That result for birthday attack assumes the goal is to find two files
that will have the same SHA-1 value (or SHA-1 + CRC).  The case I was
talking about (apologies if I did not state this clearly) is that you
have an existing object and an existing CRC and you want to generate
a second object with the same SHA-1 and same CRC as the first.  A
birthday attack doesn't work so well in that case - the number of tries
is much higher than half the number of bits in the digest.

http://en.wikipedia.org/wiki/Birthday_attack#Digital_signature_susceptibility
has a discussion regarding digital signatures.  The trick is for a
person to create a large number of variations of a "fair" and "unfair"
contract, and use a birthday attack to find a pair that have the same
hash.  The variations are typically inconsequential changes (extra
spacing, commas, etc.)  In the case I was discussing, a developer
creates some code,  commits it and pushes it to a shared repository -
the developer is not given code by the attacker.  The attacker can,
however, see the code by fetching it.  An attack then consists of
generating a collision, change the object in the attacker's local
repository, and then push the original developer's commit (with the
modified object) to another shared repository before someone else
puts the correct objects into that repository.  A birthday attack
does not work in this case.
————————
* _PROBLEM SET_:
1. Copy the section of the birthday-attack post starting at "contract, and use" and ending at "in this case.".
2. In one to three sentences, explain why the birthday-attack post says a birthday attack does not work in the shared-repository case it describes.
The listing comes from a different source than the birthday-attack post above.

* _RAW DATA_:
————————
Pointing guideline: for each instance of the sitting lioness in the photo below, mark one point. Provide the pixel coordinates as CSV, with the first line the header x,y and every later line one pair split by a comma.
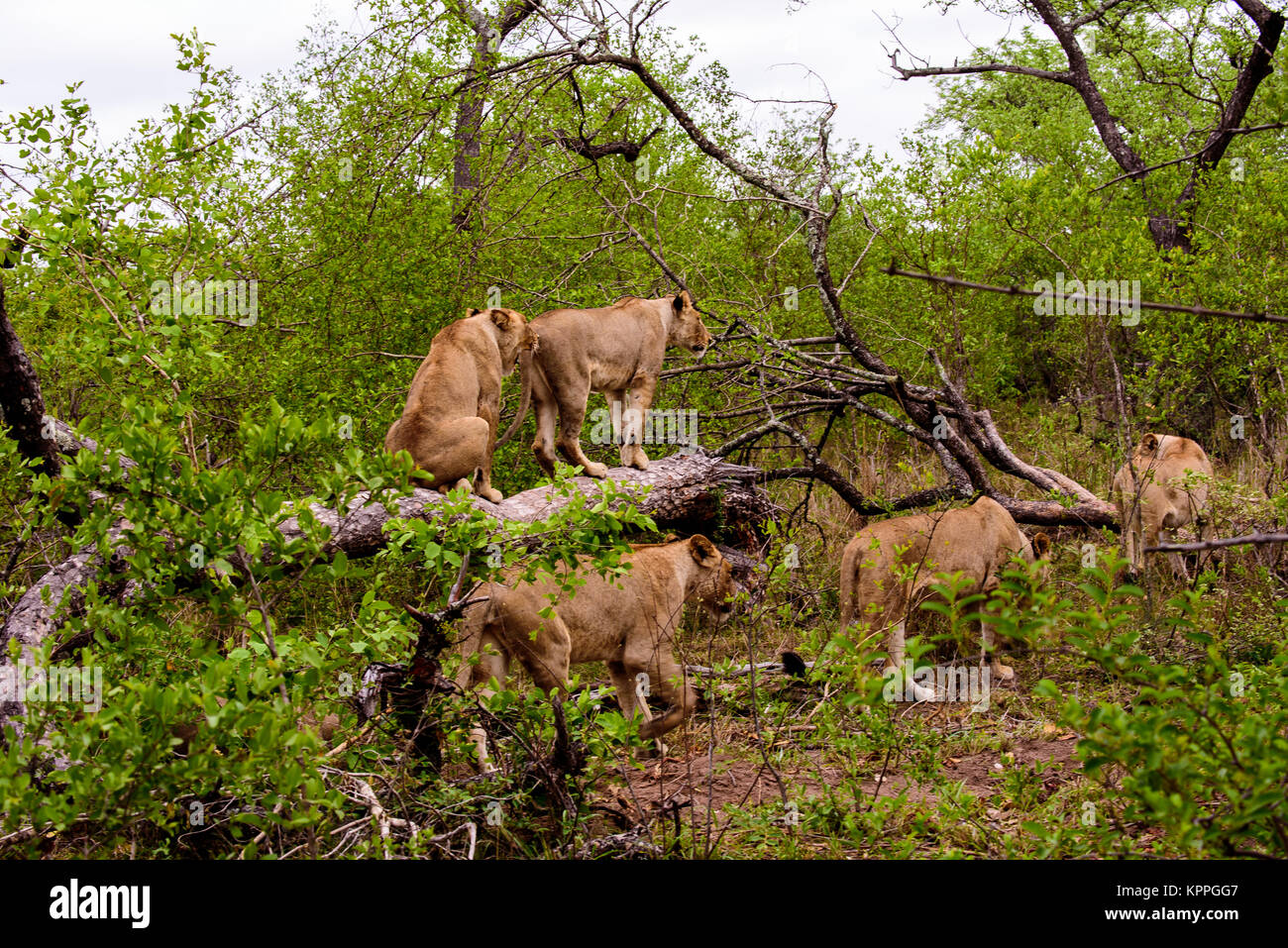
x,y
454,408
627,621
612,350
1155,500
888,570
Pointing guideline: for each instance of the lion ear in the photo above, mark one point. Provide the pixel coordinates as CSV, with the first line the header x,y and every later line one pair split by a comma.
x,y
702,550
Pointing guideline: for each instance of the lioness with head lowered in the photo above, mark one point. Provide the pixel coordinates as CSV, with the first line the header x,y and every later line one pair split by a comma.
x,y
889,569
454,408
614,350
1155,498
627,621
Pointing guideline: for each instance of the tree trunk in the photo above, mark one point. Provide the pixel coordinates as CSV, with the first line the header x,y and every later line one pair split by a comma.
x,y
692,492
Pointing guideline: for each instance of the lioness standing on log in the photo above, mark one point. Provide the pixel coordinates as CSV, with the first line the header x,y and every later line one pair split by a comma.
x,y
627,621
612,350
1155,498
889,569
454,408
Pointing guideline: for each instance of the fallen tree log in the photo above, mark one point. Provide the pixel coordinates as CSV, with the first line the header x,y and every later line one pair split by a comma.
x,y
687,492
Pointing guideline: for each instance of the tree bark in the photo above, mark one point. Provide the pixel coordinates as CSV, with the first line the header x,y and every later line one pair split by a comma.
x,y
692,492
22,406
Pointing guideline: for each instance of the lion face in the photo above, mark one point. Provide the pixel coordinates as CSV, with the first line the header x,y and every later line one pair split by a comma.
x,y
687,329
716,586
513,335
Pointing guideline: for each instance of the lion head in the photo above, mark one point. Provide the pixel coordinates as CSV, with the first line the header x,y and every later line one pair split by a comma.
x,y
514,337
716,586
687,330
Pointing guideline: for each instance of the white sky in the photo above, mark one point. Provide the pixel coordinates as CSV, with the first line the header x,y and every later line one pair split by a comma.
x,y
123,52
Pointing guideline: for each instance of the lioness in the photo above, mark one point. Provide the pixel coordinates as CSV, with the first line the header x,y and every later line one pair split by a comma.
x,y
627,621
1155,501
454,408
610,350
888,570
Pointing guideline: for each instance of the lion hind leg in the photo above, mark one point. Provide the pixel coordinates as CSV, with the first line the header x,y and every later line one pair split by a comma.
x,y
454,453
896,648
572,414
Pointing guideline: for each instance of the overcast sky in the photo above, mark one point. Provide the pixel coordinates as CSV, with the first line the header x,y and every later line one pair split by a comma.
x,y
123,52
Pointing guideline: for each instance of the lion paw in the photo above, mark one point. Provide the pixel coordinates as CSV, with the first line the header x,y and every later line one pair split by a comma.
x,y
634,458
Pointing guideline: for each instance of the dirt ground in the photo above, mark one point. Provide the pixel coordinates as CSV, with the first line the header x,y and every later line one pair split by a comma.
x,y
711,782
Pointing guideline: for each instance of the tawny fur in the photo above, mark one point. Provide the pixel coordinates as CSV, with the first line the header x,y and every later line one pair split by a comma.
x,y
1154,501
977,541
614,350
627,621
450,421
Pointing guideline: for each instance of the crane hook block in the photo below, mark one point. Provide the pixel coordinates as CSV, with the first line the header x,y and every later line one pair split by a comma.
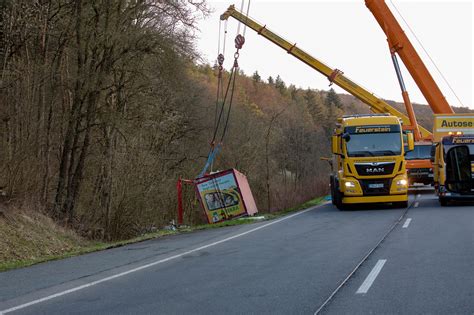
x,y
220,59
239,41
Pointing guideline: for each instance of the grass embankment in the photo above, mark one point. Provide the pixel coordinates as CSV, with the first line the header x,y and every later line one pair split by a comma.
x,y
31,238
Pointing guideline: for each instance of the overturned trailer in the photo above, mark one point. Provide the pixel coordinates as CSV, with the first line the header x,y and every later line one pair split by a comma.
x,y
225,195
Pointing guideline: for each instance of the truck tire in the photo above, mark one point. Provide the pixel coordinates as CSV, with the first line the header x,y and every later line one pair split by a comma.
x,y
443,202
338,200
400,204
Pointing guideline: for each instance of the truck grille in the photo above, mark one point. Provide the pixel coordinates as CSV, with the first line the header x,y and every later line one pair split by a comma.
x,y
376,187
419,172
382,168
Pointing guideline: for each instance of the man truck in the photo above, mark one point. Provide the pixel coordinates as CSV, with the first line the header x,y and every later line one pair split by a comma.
————————
* _SOLUTIONS TO EACH TASK_:
1.
contract, and use a birthday attack to find a pair that have the same
hash.  The variations are typically inconsequential changes (extra
spacing, commas, etc.)  In the case I was discussing, a developer
creates some code,  commits it and pushes it to a shared repository -
the developer is not given code by the attacker.  The attacker can,
however, see the code by fetching it.  An attack then consists of
generating a collision, change the object in the attacker's local
repository, and then push the original developer's commit (with the
modified object) to another shared repository before someone else
puts the correct objects into that repository.  A birthday attack
does not work in this case.

2. A birthday attack looks for any two files with the same hash. In this case the attacker must create a second object with the same SHA-1 and CRC as an object that already exists, which takes far more tries than half the number of bits in the digest. The developer writes and pushes the code, so the attacker cannot supply variations of it and can only fetch what has already been committed.